* [Excerpt to read]:

====================

Netsurfing (apparently that's the term these
'cyberfreaks' use) through the vast web of the system, one
of the Corpus Christie lads came across a page set up
by a Hull City fanzine (he doesn't say which one), but more
pertinently he also discovered a message from someone who
said he was into the non-League game. So he replied saying
he was a Morecambe supporter, only to find the reply to his
reply was 'I hate *¢#¡>¿ pathetic
skinny Shrimpy ß@$*@®¶$!' 'Yes, you've guessed,'
he wrote, 'a Barrow fan!' (probably Vinnie. Ed.)
So the net seems to have come a long way from its old
image of a load of nerds and dweebs debating the finer
points of Star Trek and on the face of it, would appear
ideal for a fanzine like Give 'Em Beans! But before
any of you technopunks out there get too excited the whole
point of this article is to tell you that we're not going on
the net and we have four perfectly good reasons why
not...
- We don't understand it. The only way I can
picture all this information being stored is in some big
computer at the end of a phone line, but I guess that
can't be right. So where is this Internet, anyway? When
you download stuff, where does it go? And when you call
it up, where does it come from? Who erases stuff that's
out of date, or does it just sort of hang around for
ever?

====================

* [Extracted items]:
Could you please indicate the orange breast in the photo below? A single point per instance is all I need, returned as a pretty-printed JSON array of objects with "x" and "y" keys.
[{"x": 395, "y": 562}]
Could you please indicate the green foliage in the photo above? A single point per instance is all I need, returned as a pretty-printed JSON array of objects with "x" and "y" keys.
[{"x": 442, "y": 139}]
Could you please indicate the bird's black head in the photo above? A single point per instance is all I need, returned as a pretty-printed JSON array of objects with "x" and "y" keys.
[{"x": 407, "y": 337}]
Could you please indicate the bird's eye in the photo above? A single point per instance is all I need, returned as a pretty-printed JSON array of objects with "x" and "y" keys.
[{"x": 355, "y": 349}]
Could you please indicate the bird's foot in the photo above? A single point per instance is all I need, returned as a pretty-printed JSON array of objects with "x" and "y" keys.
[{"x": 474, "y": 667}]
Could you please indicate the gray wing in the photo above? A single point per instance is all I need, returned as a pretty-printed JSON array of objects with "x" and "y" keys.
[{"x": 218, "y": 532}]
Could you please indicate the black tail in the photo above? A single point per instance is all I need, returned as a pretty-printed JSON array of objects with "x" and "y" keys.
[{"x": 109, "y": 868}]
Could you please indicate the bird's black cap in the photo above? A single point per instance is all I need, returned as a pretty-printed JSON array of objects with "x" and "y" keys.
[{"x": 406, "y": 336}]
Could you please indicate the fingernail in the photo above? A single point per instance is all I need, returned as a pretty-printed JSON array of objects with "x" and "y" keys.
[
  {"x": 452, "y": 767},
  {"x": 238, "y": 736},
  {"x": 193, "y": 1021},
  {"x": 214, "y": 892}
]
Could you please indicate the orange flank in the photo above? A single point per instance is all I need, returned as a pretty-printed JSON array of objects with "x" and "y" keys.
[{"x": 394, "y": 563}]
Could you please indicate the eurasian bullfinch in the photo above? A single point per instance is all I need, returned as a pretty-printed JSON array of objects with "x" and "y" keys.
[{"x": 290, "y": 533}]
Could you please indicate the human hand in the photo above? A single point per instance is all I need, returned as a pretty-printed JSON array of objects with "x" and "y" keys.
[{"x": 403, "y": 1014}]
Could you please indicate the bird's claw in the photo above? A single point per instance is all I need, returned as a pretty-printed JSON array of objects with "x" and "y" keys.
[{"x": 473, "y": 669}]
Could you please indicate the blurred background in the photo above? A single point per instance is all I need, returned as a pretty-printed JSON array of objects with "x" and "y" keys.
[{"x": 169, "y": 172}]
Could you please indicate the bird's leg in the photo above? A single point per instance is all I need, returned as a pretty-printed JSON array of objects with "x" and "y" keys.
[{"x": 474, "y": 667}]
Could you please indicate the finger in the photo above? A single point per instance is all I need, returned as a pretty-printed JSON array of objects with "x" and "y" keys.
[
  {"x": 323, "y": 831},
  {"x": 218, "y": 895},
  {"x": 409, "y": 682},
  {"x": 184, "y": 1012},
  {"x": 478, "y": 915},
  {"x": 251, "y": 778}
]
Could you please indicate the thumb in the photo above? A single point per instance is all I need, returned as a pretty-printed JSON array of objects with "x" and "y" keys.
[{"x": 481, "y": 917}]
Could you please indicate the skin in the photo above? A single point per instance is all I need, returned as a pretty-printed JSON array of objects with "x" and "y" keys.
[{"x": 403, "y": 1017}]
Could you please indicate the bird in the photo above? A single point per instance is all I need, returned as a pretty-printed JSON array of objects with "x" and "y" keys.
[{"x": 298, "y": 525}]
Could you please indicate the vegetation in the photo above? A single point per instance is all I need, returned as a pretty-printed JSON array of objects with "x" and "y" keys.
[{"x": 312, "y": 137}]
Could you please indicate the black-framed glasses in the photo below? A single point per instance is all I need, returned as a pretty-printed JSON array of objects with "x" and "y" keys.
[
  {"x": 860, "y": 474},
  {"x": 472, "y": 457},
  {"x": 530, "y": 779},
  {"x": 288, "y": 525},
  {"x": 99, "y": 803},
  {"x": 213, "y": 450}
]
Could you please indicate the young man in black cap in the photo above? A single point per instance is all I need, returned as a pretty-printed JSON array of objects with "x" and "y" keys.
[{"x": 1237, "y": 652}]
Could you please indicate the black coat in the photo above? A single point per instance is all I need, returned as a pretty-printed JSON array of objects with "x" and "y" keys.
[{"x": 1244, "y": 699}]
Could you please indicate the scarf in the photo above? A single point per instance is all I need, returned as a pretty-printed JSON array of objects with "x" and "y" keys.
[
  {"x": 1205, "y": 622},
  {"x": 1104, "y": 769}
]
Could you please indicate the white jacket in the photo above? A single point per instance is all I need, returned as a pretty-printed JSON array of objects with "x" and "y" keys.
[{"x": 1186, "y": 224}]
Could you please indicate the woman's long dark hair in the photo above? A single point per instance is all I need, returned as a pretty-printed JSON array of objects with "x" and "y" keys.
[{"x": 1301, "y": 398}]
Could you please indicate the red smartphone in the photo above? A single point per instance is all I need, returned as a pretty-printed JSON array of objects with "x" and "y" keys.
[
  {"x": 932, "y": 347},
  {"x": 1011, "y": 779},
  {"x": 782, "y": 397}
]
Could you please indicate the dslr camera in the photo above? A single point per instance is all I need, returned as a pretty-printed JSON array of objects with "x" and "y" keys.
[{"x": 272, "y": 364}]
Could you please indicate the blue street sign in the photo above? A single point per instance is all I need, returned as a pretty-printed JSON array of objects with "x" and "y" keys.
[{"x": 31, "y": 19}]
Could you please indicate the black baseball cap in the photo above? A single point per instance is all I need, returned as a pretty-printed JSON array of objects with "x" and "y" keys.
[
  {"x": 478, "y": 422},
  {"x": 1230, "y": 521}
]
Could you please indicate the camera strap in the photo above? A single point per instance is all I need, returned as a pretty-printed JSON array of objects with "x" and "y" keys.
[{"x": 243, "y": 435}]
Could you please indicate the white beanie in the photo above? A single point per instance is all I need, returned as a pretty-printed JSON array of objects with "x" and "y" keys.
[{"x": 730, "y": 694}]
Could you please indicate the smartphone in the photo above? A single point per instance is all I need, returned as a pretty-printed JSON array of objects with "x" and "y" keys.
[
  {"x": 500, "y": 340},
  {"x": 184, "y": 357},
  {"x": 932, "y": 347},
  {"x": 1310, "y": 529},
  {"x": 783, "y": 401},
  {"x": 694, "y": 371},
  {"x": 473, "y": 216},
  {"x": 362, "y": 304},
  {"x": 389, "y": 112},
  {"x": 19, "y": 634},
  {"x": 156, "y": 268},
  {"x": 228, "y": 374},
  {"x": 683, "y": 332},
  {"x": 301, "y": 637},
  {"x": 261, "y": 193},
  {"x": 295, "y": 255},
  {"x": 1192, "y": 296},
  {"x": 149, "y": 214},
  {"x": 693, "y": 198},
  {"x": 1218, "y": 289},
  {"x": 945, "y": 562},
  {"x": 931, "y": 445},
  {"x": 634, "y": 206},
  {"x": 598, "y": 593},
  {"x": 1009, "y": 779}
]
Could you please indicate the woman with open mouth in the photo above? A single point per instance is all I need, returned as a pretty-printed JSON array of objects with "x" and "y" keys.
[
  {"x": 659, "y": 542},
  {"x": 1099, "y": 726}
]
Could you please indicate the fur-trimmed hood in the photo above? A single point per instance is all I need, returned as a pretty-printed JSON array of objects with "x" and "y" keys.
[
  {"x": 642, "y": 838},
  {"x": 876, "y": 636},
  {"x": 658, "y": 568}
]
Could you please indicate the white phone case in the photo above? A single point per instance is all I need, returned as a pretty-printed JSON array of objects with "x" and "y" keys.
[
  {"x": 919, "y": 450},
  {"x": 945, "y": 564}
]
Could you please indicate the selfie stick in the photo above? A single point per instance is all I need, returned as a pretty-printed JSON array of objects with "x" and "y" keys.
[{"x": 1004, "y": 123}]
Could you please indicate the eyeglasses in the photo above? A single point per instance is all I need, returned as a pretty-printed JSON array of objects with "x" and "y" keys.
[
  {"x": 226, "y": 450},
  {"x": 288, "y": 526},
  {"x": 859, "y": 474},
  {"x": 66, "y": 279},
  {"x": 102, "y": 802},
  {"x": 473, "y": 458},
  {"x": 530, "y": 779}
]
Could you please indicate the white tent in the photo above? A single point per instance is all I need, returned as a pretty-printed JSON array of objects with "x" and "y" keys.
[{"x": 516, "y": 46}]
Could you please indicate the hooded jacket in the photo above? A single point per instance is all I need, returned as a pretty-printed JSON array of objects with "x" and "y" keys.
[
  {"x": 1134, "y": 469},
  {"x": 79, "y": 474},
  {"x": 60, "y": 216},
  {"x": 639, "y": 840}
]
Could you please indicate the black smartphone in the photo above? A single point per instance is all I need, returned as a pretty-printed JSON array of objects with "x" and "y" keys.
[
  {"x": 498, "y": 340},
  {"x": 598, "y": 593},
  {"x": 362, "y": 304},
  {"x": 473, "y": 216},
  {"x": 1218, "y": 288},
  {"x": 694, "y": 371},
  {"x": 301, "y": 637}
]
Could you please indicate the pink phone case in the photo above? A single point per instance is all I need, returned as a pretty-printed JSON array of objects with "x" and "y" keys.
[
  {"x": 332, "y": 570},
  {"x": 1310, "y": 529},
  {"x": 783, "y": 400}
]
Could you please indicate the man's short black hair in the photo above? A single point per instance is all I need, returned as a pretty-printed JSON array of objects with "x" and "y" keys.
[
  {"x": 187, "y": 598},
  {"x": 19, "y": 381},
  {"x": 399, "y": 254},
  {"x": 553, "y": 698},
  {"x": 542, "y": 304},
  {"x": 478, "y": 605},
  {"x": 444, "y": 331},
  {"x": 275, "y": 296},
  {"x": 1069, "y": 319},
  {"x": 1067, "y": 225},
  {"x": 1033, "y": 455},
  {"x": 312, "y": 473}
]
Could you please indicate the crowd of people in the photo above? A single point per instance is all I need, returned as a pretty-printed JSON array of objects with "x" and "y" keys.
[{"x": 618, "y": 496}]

====================

* [Set exercise A]: Extract a passage from the fanzine article word for word, beginning at the words "Netsurfing (apparently that's" and stopping after the words "(probably Vinnie. Ed.)".
* [Set exercise B]: Name every football club mentioned in the fanzine article.
* [Set exercise C]: According to the fanzine article, how many reasons does the fanzine have for not going on the net?
These items have nothing to do with the fanzine article.

* [Full output A]:
Netsurfing (apparently that's the term these
'cyberfreaks' use) through the vast web of the system, one
of the Corpus Christie lads came across a page set up
by a Hull City fanzine (he doesn't say which one), but more
pertinently he also discovered a message from someone who
said he was into the non-League game. So he replied saying
he was a Morecambe supporter, only to find the reply to his
reply was 'I hate *¢#¡>¿ pathetic
skinny Shrimpy ß@$*@®¶$!' 'Yes, you've guessed,'
he wrote, 'a Barrow fan!' (probably Vinnie. Ed.)

* [Full output B]: Hull City, Morecambe, Barrow

* [Full output C]: Four